* _Provided records_

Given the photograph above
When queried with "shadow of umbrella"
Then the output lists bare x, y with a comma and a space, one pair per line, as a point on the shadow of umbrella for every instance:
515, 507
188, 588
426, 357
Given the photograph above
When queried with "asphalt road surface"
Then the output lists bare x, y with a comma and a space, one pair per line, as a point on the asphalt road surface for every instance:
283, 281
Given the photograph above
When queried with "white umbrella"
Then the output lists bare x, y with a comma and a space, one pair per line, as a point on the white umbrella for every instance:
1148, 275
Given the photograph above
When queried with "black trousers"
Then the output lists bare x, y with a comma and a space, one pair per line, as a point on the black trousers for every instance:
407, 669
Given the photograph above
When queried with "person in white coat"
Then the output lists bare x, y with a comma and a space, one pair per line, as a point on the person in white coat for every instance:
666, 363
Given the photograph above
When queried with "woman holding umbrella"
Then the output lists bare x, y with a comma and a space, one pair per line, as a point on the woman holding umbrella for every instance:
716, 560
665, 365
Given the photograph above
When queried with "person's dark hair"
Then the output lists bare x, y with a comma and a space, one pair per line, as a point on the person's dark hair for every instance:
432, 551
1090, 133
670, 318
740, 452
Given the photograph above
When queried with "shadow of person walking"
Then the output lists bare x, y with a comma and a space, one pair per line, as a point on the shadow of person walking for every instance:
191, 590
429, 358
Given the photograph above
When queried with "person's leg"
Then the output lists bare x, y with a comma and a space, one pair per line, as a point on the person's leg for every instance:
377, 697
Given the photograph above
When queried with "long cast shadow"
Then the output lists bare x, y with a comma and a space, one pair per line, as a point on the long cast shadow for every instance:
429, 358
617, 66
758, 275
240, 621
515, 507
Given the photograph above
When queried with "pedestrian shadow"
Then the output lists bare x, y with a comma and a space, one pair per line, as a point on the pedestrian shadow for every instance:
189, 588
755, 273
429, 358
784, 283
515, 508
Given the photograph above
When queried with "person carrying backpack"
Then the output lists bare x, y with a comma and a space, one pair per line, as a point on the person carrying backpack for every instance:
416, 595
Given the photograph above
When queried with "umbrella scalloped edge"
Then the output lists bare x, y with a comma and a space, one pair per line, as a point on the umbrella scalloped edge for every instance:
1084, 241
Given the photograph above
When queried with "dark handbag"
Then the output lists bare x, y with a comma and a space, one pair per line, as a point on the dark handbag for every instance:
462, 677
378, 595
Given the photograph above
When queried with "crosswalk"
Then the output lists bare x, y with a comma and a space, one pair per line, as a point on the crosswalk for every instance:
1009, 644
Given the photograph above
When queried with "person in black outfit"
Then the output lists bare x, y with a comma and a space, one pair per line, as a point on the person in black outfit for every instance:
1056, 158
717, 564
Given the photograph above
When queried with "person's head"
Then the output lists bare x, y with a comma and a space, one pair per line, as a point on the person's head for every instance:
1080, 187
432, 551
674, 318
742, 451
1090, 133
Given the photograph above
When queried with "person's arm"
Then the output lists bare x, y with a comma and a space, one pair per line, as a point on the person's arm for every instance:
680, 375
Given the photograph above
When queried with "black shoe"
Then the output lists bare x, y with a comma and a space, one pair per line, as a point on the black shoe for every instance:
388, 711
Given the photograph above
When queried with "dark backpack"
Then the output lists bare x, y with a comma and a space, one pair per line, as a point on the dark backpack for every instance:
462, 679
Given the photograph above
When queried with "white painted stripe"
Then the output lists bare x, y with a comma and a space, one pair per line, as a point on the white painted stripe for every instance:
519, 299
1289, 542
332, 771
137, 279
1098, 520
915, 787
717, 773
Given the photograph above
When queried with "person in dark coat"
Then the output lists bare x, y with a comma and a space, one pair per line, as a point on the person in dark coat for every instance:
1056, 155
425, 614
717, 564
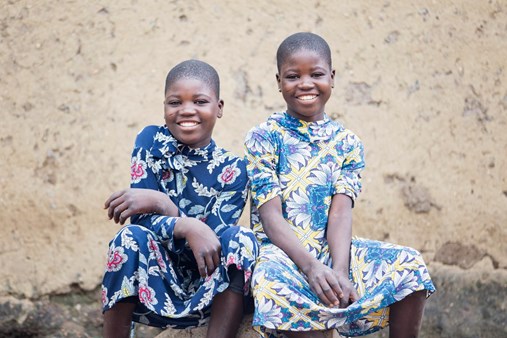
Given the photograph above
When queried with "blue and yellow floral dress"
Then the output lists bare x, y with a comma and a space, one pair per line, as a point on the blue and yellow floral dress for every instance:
146, 262
305, 164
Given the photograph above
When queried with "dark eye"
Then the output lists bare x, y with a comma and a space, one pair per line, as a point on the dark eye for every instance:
172, 103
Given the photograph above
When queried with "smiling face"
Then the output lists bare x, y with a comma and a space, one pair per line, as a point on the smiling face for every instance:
305, 80
191, 109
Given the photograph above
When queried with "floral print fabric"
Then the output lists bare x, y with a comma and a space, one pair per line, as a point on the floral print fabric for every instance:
145, 261
305, 164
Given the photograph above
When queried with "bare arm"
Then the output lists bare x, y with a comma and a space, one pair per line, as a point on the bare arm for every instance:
321, 278
339, 236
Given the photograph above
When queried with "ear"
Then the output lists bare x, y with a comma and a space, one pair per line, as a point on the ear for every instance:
278, 80
220, 108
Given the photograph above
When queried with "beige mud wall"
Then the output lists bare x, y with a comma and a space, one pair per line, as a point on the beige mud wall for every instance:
424, 84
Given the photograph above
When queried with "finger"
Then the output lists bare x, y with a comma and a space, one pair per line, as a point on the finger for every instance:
344, 300
354, 296
216, 258
201, 266
210, 265
337, 291
118, 211
331, 295
322, 295
125, 215
113, 205
113, 196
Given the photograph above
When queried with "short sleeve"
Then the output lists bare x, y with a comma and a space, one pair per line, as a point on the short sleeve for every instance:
349, 180
262, 160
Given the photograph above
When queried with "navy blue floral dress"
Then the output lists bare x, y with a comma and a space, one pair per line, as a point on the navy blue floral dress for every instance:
145, 261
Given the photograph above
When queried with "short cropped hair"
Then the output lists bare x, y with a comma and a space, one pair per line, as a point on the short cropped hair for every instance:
194, 69
303, 41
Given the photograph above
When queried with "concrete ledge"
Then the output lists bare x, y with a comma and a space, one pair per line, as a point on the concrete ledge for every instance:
245, 331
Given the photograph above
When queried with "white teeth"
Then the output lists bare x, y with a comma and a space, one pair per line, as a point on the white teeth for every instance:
187, 124
307, 97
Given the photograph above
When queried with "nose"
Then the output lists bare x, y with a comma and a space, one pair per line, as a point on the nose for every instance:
187, 108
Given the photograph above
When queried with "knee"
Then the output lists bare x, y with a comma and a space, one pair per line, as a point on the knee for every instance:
132, 232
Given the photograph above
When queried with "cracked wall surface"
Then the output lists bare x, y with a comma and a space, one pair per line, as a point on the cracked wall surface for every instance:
423, 84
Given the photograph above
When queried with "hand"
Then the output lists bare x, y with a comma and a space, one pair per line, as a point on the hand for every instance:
123, 204
332, 288
203, 241
349, 294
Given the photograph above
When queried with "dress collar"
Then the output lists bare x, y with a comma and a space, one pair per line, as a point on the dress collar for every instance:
308, 131
177, 153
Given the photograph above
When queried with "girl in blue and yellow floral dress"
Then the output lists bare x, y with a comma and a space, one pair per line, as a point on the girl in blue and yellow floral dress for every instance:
311, 276
183, 255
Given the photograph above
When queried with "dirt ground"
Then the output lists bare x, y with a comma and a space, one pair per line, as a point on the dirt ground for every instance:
423, 83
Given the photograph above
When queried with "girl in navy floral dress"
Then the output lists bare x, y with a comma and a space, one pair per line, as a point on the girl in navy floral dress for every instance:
183, 258
311, 275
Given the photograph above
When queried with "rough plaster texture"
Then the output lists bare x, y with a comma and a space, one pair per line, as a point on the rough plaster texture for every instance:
423, 83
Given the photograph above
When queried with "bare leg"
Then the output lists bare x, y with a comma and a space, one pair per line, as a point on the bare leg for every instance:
308, 334
405, 316
117, 320
226, 315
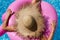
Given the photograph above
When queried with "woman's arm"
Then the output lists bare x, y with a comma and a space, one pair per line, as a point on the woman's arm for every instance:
5, 23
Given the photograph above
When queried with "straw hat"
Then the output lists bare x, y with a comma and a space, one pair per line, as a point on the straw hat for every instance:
29, 21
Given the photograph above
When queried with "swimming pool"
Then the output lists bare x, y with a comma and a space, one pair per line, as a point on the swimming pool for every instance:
5, 3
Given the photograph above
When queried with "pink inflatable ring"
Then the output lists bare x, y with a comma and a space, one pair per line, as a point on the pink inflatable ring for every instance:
48, 12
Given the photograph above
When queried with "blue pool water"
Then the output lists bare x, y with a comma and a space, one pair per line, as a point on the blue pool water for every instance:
55, 3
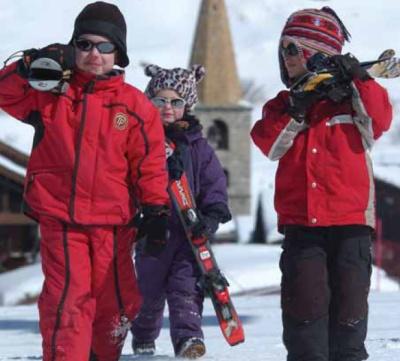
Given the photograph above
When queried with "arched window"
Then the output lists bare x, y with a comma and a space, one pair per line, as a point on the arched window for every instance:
217, 135
226, 172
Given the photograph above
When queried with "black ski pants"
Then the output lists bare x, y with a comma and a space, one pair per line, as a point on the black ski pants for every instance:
325, 284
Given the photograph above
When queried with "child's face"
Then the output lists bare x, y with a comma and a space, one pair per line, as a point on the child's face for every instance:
294, 61
170, 104
93, 61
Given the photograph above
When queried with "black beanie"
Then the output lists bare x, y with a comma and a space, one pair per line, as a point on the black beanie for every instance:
104, 19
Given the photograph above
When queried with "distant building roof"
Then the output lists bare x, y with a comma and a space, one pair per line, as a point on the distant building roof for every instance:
212, 47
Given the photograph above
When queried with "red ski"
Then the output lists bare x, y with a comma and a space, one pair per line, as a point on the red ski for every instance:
214, 282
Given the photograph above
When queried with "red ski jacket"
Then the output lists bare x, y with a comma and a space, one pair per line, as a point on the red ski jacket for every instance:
98, 150
324, 175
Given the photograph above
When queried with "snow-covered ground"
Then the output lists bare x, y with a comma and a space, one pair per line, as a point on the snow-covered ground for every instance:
248, 267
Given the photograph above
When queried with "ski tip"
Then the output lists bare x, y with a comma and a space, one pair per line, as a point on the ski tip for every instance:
388, 53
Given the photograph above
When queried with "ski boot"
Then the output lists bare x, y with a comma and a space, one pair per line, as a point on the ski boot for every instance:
191, 348
143, 348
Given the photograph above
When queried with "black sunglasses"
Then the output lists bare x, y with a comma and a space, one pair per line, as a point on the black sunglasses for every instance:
161, 102
104, 47
290, 50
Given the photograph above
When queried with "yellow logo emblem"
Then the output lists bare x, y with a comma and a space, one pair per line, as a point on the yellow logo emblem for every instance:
120, 121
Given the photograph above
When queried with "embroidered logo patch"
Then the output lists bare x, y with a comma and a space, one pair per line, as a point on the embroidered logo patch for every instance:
120, 121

* _Task requirements_
Copy out each line of the data above that contains the string "stripe". The match is case-sensitive.

* _Response_
When queried with "white painted stripe"
Then the output lists bare x, y with a comma and a space, one pair per line, as a point on the white painted stripe for every instance:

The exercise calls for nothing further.